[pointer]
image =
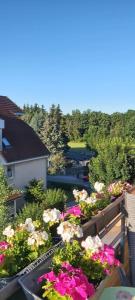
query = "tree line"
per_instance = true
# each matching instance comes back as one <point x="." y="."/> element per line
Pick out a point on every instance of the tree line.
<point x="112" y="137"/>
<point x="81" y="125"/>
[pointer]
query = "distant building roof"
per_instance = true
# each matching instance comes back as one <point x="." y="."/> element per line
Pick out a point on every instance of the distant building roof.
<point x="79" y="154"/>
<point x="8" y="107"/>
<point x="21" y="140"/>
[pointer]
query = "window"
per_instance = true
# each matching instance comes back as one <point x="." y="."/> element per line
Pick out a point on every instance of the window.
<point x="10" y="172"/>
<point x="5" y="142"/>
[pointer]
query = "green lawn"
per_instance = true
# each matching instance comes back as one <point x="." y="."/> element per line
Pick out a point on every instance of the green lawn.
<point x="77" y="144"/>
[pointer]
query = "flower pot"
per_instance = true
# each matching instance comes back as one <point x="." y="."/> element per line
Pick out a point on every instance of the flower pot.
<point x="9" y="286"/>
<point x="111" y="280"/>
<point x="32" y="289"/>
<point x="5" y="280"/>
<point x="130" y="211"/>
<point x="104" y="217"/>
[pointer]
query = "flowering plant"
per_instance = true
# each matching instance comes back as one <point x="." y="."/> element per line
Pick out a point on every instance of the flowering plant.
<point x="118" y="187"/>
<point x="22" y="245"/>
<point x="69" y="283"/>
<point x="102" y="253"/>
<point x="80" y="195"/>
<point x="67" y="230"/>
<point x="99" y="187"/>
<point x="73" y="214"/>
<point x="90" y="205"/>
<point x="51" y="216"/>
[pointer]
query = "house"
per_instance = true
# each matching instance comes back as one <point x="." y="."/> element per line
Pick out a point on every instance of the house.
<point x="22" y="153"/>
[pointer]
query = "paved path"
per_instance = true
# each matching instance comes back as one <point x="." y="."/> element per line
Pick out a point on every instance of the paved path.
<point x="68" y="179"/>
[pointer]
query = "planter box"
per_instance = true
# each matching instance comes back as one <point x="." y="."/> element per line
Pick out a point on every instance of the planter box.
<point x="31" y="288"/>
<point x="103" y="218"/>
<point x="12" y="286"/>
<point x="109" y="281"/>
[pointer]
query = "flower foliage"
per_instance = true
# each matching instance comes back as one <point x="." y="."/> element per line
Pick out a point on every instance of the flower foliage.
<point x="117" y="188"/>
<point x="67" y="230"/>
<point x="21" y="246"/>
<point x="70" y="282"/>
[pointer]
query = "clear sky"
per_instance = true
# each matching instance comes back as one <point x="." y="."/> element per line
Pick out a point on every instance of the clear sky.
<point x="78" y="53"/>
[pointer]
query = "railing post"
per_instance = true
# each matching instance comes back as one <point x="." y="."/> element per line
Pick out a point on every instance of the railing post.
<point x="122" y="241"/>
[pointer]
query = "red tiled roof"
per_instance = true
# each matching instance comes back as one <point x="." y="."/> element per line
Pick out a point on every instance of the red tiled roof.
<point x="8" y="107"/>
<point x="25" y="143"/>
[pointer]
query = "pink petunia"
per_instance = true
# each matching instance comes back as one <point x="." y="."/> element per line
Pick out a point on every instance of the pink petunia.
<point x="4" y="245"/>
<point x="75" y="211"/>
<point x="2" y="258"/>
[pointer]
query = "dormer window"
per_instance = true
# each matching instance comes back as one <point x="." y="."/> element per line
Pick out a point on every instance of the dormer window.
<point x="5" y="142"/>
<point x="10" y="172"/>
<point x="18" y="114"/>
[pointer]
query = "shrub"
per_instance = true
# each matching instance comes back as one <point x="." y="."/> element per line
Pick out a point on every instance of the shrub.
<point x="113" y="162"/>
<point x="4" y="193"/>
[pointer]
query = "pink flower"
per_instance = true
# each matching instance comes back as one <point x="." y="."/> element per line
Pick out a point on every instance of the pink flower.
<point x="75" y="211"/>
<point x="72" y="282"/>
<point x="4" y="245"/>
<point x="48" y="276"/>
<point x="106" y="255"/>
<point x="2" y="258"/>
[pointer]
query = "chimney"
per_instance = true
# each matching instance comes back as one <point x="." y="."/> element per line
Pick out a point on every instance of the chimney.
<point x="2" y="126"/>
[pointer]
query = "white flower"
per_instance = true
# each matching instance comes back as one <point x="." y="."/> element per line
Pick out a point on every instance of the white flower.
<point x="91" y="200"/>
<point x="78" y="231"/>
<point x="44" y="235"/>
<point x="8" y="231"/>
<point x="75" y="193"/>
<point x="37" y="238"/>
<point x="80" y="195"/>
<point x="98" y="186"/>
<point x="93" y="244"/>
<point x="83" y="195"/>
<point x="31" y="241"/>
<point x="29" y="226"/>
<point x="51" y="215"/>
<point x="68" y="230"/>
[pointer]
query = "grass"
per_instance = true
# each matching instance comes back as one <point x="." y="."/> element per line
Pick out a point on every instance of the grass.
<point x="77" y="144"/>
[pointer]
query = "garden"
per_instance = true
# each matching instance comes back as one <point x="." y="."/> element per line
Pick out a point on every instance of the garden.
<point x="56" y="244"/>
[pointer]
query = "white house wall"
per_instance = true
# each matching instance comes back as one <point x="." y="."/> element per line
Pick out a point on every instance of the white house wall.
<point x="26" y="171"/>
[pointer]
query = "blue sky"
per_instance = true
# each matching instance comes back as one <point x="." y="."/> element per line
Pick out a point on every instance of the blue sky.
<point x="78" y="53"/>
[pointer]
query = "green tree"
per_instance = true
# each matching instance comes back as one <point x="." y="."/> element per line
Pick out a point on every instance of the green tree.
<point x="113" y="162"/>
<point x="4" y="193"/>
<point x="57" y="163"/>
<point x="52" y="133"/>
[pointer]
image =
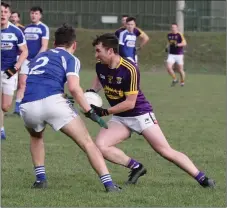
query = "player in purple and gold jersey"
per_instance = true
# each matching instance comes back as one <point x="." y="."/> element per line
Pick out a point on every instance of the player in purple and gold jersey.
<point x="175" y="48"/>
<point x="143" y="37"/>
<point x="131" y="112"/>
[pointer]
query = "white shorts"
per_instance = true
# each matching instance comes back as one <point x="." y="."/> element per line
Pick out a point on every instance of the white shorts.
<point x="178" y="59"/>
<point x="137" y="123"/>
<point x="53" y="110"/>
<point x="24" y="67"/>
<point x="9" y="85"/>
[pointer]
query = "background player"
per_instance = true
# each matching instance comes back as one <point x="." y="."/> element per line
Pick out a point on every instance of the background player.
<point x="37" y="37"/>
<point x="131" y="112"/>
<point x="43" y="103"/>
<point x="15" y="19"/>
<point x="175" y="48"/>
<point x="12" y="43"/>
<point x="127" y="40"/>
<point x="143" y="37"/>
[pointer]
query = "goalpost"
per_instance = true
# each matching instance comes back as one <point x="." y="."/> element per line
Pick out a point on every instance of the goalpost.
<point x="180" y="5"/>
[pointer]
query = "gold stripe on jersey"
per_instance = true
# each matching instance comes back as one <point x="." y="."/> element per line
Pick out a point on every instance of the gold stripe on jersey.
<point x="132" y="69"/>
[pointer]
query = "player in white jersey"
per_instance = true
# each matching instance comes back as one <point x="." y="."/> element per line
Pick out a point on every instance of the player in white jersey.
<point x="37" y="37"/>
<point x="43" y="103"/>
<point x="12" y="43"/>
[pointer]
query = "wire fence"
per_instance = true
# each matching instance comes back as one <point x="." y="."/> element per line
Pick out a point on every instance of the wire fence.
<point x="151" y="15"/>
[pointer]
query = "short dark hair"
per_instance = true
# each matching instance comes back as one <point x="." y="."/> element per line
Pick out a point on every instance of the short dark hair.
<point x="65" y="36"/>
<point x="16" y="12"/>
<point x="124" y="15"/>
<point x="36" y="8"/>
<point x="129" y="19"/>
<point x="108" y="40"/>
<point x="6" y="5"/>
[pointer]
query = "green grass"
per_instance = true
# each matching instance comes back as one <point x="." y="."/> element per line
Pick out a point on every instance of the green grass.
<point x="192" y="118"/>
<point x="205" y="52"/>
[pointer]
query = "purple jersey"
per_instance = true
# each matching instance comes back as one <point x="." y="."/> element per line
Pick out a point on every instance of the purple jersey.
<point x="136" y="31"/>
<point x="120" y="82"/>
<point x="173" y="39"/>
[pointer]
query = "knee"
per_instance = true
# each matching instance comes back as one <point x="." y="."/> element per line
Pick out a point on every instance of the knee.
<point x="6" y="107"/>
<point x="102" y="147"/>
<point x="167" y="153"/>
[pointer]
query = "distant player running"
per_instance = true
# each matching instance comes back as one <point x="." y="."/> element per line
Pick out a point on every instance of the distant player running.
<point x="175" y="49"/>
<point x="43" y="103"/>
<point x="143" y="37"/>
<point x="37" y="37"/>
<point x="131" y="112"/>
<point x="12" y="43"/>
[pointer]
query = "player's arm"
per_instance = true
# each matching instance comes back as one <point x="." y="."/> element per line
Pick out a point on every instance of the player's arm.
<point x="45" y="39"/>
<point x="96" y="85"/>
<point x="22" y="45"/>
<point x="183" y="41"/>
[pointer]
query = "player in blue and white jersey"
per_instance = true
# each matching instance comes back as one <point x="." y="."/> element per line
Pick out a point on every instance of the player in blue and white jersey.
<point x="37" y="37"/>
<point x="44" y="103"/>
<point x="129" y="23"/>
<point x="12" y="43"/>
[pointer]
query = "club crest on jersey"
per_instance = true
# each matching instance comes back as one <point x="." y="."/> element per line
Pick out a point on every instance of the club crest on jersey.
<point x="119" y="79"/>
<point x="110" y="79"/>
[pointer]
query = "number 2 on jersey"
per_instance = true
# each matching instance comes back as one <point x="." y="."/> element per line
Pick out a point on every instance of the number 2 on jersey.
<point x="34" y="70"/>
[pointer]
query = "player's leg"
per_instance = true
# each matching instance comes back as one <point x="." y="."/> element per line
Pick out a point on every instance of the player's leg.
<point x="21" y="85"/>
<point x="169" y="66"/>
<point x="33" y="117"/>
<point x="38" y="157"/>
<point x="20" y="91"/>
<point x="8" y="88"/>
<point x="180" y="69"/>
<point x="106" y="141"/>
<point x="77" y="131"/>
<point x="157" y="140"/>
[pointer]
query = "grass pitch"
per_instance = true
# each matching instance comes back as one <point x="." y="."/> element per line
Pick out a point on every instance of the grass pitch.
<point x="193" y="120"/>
══════════
(The problem): Output exactly the lines above, from the one holding "Pick out a point on every instance of the grass pitch." through the end of the data, including the first and last.

(Response to this task):
Pick out a point on every instance of the grass pitch.
<point x="193" y="120"/>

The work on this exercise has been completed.